— Start —

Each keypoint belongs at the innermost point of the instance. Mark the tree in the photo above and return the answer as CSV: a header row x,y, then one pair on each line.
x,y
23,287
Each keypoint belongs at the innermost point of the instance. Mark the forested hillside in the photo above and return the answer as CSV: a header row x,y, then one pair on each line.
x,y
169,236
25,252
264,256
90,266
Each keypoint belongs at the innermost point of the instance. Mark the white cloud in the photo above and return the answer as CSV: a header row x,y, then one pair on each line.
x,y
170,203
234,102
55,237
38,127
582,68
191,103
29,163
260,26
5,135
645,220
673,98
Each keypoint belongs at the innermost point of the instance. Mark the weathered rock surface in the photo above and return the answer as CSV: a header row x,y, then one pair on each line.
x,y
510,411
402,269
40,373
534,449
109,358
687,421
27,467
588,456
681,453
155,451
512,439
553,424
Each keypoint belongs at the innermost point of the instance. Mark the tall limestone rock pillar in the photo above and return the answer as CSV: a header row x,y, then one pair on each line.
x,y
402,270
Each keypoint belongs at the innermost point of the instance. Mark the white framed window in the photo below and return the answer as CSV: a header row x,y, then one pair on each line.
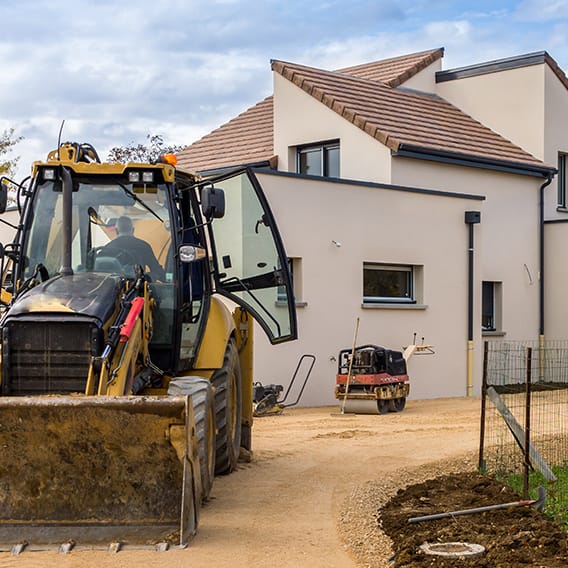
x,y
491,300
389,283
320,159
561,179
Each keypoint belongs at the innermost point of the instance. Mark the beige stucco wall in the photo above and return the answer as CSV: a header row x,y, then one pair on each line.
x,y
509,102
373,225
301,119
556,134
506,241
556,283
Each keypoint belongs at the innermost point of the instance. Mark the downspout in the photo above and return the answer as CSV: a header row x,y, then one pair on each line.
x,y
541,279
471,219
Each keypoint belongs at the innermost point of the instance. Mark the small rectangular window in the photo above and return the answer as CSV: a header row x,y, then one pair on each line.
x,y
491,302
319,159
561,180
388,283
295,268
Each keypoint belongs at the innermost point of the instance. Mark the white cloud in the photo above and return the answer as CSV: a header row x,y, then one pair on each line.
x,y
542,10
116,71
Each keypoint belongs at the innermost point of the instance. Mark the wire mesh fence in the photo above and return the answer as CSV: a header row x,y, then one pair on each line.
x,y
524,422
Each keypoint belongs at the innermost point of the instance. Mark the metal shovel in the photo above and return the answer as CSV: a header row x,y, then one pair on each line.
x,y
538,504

— End —
— Start —

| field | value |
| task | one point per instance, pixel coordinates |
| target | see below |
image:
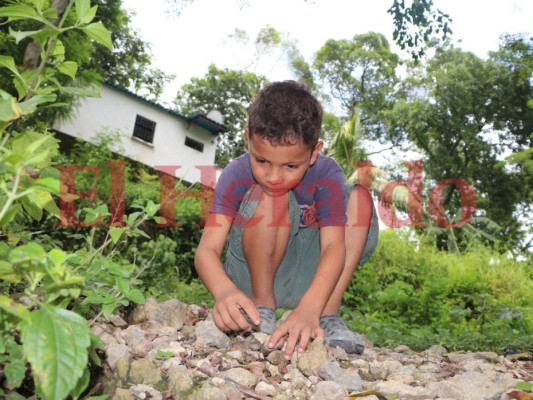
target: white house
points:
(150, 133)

— End —

EXERCISE INSTRUCTIONS
Identify every line of the records above that contains the word "window", and copy each one in full. Case counts.

THE OUTPUT
Each keypoint belongs at the innermost point of the instance. Mark the white framed window in the photo below and return the answer as CSV: a header row x,y, then one pair on each line.
Each keypoint belongs at the innermost point of the instance. Mark the small rectangular window in the photo above and return the answer as CSV: a header row x,y, then one pair on each line.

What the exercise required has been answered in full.